*BRIEF*
Aside from the pictures, the entries should be given again exactly.

■ ■ ■ ■ ■ ■ ■

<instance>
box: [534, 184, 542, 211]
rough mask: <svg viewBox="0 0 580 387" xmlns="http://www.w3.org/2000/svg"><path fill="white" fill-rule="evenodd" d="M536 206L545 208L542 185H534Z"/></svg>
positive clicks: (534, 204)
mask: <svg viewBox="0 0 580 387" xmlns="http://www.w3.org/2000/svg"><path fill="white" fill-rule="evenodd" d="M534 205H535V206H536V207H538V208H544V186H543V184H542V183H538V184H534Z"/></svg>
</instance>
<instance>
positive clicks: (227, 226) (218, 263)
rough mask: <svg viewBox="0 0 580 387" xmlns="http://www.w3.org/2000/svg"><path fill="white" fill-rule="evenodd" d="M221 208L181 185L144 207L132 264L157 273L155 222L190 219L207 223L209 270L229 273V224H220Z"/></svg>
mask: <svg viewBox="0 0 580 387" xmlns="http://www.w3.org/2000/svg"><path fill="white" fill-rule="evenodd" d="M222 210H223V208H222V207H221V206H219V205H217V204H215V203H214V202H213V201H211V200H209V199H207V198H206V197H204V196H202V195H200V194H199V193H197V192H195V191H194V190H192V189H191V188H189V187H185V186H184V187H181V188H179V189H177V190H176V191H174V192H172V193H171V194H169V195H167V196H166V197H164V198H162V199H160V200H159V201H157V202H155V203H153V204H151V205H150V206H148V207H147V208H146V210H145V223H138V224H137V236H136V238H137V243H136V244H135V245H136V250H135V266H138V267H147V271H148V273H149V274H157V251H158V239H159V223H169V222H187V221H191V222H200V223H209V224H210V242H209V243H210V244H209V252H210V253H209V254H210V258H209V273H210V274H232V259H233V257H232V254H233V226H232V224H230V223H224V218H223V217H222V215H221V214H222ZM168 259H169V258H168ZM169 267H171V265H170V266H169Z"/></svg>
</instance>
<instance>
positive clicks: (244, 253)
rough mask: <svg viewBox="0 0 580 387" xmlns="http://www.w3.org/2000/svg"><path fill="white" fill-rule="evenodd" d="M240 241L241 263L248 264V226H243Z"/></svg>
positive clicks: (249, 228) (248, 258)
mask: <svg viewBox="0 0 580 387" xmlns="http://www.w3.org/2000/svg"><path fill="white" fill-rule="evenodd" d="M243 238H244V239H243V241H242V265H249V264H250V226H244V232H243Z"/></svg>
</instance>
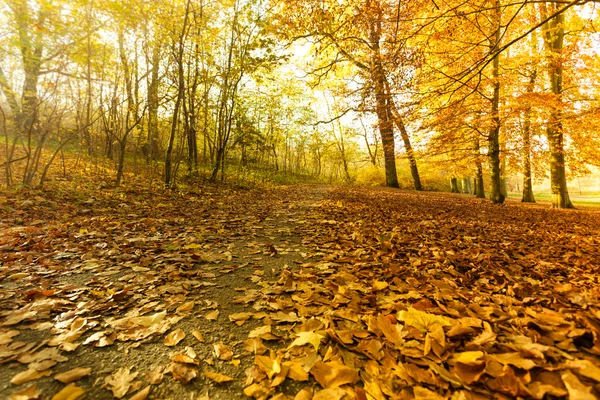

■ ■ ■ ■ ■ ■ ■

*RESULT OF THIS TASK*
<instance>
box: [534, 184, 542, 211]
rough mask: <svg viewBox="0 0 580 387" xmlns="http://www.w3.org/2000/svg"><path fill="white" fill-rule="evenodd" d="M536 206L545 208L542 185H534Z"/></svg>
positive clicks: (534, 204)
mask: <svg viewBox="0 0 580 387" xmlns="http://www.w3.org/2000/svg"><path fill="white" fill-rule="evenodd" d="M534 205H535V206H536V207H538V208H544V186H543V184H542V183H538V184H534Z"/></svg>
</instance>
<instance>
positive clicks: (227, 226) (218, 263)
rough mask: <svg viewBox="0 0 580 387" xmlns="http://www.w3.org/2000/svg"><path fill="white" fill-rule="evenodd" d="M221 208L181 185L144 207L132 264L157 273L155 222L190 219L207 223L209 270L229 273V224H220Z"/></svg>
mask: <svg viewBox="0 0 580 387" xmlns="http://www.w3.org/2000/svg"><path fill="white" fill-rule="evenodd" d="M222 210H223V208H222V207H221V206H219V205H217V204H215V203H214V202H213V201H211V200H209V199H207V198H206V197H204V196H202V195H200V194H199V193H197V192H195V191H194V190H192V189H191V188H189V187H185V186H184V187H181V188H179V189H177V190H176V191H174V192H172V193H171V194H169V195H167V196H166V197H164V198H162V199H160V200H159V201H157V202H155V203H153V204H151V205H150V206H148V207H147V208H146V210H145V223H138V224H137V236H136V238H137V243H136V244H135V245H136V250H135V266H138V267H147V271H148V273H149V274H157V251H158V239H159V223H169V222H187V221H191V222H200V223H209V224H210V242H209V243H210V244H209V252H210V253H209V254H210V258H209V273H210V274H232V259H233V257H232V254H233V226H232V224H230V223H224V218H223V217H222V215H221V214H222ZM168 259H169V258H168ZM169 267H171V265H170V266H169Z"/></svg>
</instance>
<instance>
positive clicks: (244, 253)
rough mask: <svg viewBox="0 0 580 387" xmlns="http://www.w3.org/2000/svg"><path fill="white" fill-rule="evenodd" d="M240 241L241 263L248 264V226H243Z"/></svg>
positive clicks: (249, 228) (248, 258)
mask: <svg viewBox="0 0 580 387" xmlns="http://www.w3.org/2000/svg"><path fill="white" fill-rule="evenodd" d="M243 238H244V239H243V241H242V265H249V264H250V226H244V232H243Z"/></svg>
</instance>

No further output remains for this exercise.